■ **GIVEN PASSAGE**:
○ ○ ○ ○ ○
I suppose the highest tech mints could find a way to "seed" their gold coins, perhaps by year, perhaps even by each coin, with slightly varying small amounts of rare elements of lower cost (say Os, Re and even a little W) to establish a custody chain of one sort or another.
The Royal Canadian Mint has begun its "bullion DNA" program for 2014, as I pointed out earlier in the thread. You can use this technology to trace your gold back to the mint over the web to confirm each coin's authenticity.
I do not easily see any way to accurately test for "conflict gold", as I imagine that most refiners mix in gold from different places for the bars that they resell. At the kilo-bar level (9999 fine), this would be near impossible. At the +/- 400 oz LBMA bar level, our overlords could care less about where the Au comes from…
The "conflict gold" gets mixed with other gold in the smelter such that a certain batch of coins would contain, for example, 2% taint that links to stolen property (that was labelled as "stolen" retroactively). A paper trails may very well exist between the stolen gold and your coin. [The bullion DNA links back to the batch of gold, and documents show exactly where the raw gold for that batch was procured from. The raw gold procured from Joe's Cash-4-Gold was later found to be stolen.]
I like the gold smelter analogy because bitcoin transactions are actually very similar. A bunch of gold (inputs) get melted down, and then recast as new coins (outputs). You can't talk about "this piece of gold" or "that piece of gold" after it has been melted and recast, but you can say that each newly-cast coins contain x% taint with the old coins. Bitcoin works the same way: during each transaction, the input coins get destroyed and new (output) coins get created. Links between coins (known as "taint") spread in the same way that gold atoms mix during the smelting process.
○ ○ ○ ○ ○
■ **ENTRIES PROVIDED**:
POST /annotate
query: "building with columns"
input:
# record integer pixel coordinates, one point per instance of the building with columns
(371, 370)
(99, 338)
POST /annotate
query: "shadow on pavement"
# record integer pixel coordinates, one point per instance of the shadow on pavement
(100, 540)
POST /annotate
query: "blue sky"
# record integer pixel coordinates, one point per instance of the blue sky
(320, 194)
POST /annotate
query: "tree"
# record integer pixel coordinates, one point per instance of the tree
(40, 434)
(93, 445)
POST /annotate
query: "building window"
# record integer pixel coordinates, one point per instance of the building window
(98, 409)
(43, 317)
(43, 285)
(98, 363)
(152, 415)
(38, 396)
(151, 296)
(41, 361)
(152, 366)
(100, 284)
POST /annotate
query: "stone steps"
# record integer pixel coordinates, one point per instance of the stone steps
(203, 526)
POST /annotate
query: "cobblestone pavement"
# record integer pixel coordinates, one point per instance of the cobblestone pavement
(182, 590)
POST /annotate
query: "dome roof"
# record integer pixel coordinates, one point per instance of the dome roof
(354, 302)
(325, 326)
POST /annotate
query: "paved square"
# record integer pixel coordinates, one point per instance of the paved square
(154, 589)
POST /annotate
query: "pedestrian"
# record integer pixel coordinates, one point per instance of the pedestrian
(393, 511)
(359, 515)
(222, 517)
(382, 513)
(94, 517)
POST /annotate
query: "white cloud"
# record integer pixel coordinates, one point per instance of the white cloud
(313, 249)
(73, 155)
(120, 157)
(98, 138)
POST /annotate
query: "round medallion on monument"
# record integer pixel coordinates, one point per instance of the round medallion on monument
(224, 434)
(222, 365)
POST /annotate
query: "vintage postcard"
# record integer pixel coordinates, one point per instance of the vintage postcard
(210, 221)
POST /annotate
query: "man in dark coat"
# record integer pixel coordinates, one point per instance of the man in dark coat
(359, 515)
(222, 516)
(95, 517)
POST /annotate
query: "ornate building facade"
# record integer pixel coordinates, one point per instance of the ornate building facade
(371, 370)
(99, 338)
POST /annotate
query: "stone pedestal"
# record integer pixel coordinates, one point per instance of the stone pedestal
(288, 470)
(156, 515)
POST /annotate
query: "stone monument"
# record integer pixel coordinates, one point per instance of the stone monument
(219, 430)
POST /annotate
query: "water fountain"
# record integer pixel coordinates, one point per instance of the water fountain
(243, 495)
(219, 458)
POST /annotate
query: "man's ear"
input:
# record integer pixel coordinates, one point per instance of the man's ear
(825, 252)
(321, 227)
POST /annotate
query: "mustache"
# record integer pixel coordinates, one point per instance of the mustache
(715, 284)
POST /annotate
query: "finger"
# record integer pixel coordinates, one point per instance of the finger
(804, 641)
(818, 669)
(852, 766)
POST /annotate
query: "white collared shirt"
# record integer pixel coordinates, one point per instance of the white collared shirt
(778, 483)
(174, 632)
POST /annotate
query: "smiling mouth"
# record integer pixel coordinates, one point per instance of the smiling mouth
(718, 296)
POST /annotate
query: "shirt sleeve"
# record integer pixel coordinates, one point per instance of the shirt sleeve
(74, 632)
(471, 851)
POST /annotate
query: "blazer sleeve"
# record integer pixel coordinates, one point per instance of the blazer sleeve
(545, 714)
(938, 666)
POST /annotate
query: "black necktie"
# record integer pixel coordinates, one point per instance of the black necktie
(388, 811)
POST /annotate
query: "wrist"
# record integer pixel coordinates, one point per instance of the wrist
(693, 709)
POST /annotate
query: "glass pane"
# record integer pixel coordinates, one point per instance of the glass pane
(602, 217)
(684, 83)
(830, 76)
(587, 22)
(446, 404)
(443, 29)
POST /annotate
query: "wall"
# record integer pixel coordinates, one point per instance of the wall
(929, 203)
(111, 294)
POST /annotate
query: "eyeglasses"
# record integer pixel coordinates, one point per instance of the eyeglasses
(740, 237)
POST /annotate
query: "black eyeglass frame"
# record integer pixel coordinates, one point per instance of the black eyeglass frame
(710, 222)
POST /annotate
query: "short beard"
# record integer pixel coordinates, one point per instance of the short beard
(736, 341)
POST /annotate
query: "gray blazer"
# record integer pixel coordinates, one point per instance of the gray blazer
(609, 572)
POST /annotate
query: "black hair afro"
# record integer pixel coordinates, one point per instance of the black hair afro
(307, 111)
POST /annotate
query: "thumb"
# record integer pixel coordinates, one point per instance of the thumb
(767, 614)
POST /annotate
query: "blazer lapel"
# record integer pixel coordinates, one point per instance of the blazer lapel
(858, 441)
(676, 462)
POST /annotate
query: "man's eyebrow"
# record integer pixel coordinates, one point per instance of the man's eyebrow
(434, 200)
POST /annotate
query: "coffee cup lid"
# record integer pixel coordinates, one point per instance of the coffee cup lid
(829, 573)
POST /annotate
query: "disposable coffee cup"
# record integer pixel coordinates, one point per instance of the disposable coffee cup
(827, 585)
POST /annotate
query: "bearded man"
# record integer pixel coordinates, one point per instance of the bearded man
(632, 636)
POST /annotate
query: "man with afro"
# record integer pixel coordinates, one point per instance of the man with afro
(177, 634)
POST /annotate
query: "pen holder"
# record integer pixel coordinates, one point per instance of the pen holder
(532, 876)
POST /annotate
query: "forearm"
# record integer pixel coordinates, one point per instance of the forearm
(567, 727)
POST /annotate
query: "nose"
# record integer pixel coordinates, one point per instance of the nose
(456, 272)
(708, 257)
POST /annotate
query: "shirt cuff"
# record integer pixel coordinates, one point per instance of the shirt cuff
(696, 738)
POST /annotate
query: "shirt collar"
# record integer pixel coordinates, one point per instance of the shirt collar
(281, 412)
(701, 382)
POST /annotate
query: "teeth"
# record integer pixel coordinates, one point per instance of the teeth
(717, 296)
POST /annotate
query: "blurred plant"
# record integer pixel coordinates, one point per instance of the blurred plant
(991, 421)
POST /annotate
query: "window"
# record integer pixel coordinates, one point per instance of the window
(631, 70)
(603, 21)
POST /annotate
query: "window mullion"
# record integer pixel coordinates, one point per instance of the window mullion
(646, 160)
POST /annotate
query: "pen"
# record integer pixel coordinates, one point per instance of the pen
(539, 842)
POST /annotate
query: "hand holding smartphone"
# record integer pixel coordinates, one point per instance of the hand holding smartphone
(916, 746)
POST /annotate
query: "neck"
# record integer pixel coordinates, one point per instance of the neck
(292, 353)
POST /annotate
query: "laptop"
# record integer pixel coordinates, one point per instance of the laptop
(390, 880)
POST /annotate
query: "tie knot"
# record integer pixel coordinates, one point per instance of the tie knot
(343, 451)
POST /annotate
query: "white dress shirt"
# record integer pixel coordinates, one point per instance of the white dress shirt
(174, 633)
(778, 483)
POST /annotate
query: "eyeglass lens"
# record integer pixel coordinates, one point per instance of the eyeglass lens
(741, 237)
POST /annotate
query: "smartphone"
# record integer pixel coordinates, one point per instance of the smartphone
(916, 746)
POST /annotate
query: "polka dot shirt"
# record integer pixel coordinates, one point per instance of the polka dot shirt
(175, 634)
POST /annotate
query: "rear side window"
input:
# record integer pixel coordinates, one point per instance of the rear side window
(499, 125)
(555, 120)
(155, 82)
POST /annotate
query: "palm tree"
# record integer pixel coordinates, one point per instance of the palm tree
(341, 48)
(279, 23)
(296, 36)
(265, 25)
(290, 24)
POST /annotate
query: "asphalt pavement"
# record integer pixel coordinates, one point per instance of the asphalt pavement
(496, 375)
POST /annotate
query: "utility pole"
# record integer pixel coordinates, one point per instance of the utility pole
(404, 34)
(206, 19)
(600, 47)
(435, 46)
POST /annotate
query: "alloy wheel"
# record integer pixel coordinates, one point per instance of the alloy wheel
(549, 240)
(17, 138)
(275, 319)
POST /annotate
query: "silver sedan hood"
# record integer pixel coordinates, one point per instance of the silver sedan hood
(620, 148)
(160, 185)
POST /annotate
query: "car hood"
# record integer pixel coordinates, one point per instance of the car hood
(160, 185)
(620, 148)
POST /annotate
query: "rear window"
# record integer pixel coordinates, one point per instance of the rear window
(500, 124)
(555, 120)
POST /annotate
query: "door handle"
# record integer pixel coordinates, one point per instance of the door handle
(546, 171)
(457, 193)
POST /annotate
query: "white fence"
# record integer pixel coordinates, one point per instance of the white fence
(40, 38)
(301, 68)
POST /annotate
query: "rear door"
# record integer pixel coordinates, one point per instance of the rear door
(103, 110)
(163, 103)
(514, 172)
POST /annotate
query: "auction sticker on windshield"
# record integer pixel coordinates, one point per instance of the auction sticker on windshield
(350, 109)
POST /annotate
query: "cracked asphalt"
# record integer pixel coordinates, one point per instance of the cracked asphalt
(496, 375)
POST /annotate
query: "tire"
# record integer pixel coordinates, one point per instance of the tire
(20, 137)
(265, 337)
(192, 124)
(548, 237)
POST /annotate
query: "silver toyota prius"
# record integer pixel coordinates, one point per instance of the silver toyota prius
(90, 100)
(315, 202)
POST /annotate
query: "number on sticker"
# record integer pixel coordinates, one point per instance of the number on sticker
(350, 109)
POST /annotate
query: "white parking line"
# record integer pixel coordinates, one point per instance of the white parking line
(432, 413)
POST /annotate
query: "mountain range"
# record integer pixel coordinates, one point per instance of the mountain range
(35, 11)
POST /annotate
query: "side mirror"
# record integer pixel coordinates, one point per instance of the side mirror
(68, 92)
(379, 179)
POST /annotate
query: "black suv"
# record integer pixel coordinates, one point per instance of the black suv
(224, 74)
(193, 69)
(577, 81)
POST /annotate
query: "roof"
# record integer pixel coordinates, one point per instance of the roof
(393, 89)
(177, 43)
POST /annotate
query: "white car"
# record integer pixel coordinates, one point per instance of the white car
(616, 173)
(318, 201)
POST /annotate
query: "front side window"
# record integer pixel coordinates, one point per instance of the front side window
○ ○ ○ ○ ○
■ **THINGS TO DO**:
[A] Answer these questions from the passage on gold and bitcoin:
(i) Which mint has begun a "bullion DNA" program, and for what year?
(ii) What percentage of taint does the example batch of coins contain?
(iii) In the smelter analogy, what are the melted gold and the newly cast coins called?
[B] Decide whether each statement agrees with the passage on gold and bitcoin, and support each yes or no with a quotation from it:
(i) Testing for conflict gold at the kilo-bar level would be easy.
(ii) Bullion DNA lets an owner trace gold back to the mint over the web.
(iii) In a bitcoin transaction, the input coins are kept.
[C] Write out the part of the passage on gold and bitcoin starting with "The Royal Canadian" and going on through "each coin's authenticity.", substituting "Perth Mint" for "Royal Canadian Mint".

■ **SOLUTIONS**:
[A]
(i) The Royal Canadian Mint, for 2014.
(ii) 2%.
(iii) The melted gold is the inputs, and the newly cast coins are the outputs.

[B]
(i) No: "At the kilo-bar level (9999 fine), this would be near impossible."
(ii) Yes: "You can use this technology to trace your gold back to the mint over the web to confirm each coin's authenticity."
(iii) No: "during each transaction, the input coins get destroyed and new (output) coins get created."

[C]
The Perth Mint has begun its "bullion DNA" program for 2014, as I pointed out earlier in the thread. You can use this technology to trace your gold back to the mint over the web to confirm each coin's authenticity.